Region pointing data

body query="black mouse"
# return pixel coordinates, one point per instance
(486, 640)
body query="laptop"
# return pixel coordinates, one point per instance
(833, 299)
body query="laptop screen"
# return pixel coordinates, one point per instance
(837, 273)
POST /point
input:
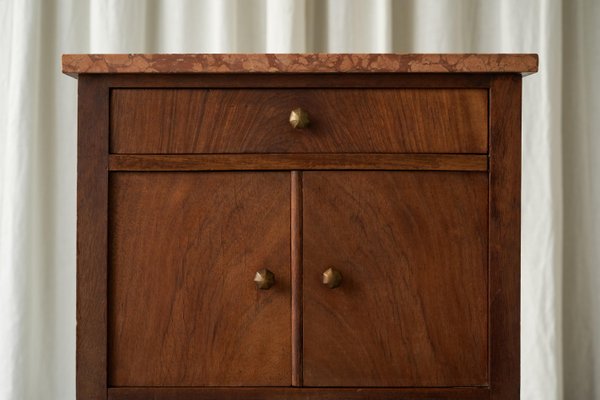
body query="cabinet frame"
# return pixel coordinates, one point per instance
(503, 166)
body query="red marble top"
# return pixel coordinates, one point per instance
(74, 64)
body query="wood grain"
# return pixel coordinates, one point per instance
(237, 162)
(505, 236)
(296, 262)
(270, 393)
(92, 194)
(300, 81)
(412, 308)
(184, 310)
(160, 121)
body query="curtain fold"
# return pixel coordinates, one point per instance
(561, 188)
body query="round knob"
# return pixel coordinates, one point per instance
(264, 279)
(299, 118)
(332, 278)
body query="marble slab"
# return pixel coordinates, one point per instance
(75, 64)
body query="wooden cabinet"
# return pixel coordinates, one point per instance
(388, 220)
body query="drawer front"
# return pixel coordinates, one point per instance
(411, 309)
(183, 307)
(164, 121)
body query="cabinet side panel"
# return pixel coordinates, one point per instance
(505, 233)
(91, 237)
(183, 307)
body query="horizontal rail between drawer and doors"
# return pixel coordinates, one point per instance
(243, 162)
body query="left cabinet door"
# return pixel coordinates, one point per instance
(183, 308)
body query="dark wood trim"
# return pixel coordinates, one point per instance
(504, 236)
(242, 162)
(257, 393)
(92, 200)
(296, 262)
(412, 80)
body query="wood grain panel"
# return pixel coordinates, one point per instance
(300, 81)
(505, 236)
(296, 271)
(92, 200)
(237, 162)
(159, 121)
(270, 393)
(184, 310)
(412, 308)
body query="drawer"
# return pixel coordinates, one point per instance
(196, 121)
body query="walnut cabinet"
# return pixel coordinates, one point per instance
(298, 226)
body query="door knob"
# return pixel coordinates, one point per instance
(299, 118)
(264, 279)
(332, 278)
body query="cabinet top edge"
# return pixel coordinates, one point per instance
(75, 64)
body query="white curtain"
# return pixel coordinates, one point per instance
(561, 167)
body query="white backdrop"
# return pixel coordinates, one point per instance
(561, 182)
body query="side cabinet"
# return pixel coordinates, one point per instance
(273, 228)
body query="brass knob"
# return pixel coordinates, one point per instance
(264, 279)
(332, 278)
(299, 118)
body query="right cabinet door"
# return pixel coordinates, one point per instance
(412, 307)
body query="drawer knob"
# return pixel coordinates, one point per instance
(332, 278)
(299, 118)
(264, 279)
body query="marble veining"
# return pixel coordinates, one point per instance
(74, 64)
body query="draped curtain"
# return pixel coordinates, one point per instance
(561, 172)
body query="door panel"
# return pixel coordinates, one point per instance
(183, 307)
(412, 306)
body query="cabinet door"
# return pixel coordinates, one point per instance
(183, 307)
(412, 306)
--
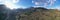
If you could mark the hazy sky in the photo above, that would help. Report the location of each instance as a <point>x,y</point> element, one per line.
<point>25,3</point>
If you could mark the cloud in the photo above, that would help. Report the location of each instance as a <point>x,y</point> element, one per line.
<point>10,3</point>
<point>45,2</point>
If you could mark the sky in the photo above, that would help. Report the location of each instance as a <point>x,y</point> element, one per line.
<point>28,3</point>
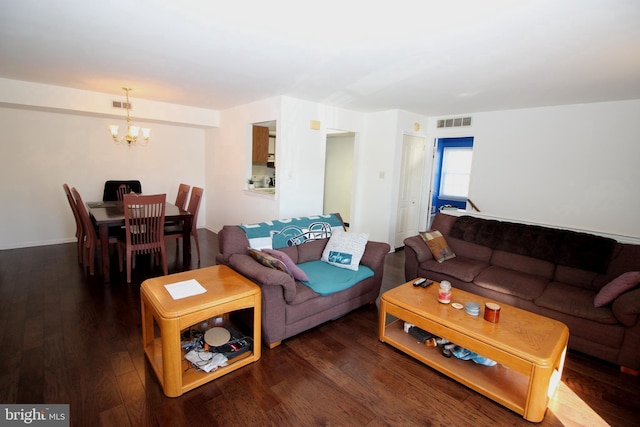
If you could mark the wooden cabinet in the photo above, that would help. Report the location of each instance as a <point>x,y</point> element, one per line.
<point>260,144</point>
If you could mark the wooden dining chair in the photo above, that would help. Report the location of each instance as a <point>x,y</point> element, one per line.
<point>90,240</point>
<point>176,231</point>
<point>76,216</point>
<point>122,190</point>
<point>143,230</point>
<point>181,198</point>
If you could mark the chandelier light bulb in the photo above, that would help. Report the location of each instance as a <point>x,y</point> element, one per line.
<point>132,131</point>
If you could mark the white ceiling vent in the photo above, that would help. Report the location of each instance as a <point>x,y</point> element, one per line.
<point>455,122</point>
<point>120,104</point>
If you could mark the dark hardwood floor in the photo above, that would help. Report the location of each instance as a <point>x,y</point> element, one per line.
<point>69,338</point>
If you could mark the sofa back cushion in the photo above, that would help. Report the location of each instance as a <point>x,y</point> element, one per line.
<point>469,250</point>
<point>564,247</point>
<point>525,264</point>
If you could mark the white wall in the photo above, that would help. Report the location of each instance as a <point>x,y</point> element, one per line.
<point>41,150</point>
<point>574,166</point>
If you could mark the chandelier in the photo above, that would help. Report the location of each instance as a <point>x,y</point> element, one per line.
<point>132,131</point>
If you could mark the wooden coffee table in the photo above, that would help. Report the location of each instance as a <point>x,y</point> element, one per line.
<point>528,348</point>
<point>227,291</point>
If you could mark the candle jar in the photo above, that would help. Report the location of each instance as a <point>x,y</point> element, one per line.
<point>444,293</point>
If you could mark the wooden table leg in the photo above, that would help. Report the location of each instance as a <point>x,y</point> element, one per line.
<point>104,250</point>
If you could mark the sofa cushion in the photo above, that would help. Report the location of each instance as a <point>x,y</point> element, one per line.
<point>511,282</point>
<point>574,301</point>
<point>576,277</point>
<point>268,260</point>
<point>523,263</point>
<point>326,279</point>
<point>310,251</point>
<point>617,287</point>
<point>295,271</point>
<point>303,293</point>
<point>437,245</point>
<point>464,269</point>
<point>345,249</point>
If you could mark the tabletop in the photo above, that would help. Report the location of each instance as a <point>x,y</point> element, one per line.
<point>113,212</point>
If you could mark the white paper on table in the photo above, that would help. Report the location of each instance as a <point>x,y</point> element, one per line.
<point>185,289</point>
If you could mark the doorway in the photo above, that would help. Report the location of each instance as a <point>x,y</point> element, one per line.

▸ **To do**:
Which lines above contain "panel"? Show each of them.

▸ **Written answer**:
body query="cabinet side panel"
body query="wood grain panel"
body query="door panel"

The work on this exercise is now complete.